## Apply what you read
a – According to the passage about the Strategic Doing book, which two organizations managed the Epicenter program?
b – Carry on the passage about the Strategic Doing book, picking up after its last line.

## Selected excerpt
Co-author Liz Nilsen praised NYIT’s work in the program. “It’s been remarkable how much great work has happened over just a few short years. These kinds of programs benefit the entire region, helping it build a reputation as a place where creative ideas are welcomed and nurtured.”

In Strategic Doing: 10 Skills for Agile Leadership, the authors introduce readers to a new way of designing and guiding complex collaborations by following a discipline of simple rules. Additional case studies from business, workforce development, healthcare, and nonprofit organizations illustrate the use of Strategic Doing as the foundation for a new way of doing business that leads to success. World-famous cellist Yo-Yo Ma contributed the foreword to the book, saying, “I’ve been waiting for this book all my life. …Strategic Doing is precisely what we need at this moment. In a fast-changing world, filled with disruption, with institutions not equipped to absorb or deal with the pace of change, here is a way of thinking and acting – an agile strategy that makes collaboration take place at the necessary speed for social good.”

The Epicenter program was funded by the National Science Foundation and managed by Stanford University and VentureWell.

Contact Liz Nilsen at the Purdue Agile Strategy Lab (enilsen@purdue.edu) or 412.953.2693 for media inquiries about the book.  Visit the links below for more information on the book, Strategic Doing, and the Agile Strategy Lab:

  • Strategic Doing: 10 Skills for Agile Leadership (released May 7 by Wiley)

[Source data]
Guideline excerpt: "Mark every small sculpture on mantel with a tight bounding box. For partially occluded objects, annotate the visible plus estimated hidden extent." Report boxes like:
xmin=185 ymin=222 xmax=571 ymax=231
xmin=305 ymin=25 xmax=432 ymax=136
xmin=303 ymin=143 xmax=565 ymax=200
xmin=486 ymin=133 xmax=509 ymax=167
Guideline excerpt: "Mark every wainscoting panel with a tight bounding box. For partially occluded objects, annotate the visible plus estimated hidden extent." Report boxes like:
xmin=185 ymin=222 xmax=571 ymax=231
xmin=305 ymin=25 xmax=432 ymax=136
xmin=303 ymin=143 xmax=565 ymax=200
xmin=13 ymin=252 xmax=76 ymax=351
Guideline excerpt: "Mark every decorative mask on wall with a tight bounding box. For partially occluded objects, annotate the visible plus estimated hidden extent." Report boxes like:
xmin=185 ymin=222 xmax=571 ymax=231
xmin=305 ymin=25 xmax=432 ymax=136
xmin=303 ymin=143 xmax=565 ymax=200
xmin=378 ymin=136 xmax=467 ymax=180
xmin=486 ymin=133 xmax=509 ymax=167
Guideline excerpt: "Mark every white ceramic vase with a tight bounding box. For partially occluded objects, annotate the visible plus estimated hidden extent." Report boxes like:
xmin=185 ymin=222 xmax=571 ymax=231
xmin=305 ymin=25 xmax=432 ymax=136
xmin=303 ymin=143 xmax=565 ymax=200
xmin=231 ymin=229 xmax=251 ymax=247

## Task-by-task outputs
a – Stanford University and VentureWell.

b –
  • Strategic Doing Institute - Strategic Doing
  • Agile Strategy Lab - Agile Strategy Lab
  • About New York Institute of Technology

    New York Institute of Technology offers 90 undergraduate, graduate, and professional degree programs in more than 50 fields of study, including computer science, data, and cybersecurity; biology and biomedical studies; architecture and design; engineering; health professions and medicine; IT and digital technologies; management; communications and marketing; education and counseling; and energy and sustainability. A nonprofit, independent, private, and nonsectarian institute of higher education, New York Institute of Technology welcomes nearly 8,000 students worldwide. The university has campuses in New York City (Manhattan) and Long Island (Old Westbury), New York; Jonesboro, Arkansas; and Vancouver, British Columbia, as well as programs around the world.

    New York Institute of Technology embraces its mission to provide career-oriented professional education, give all qualified students access to opportunity, and support research and scholarship that benefit the larger world. More than 107,000 alumni comprise an engaged network of doers, makers, and innovators prepared to change the world, solve 21st-century challenges, and reinvent the future.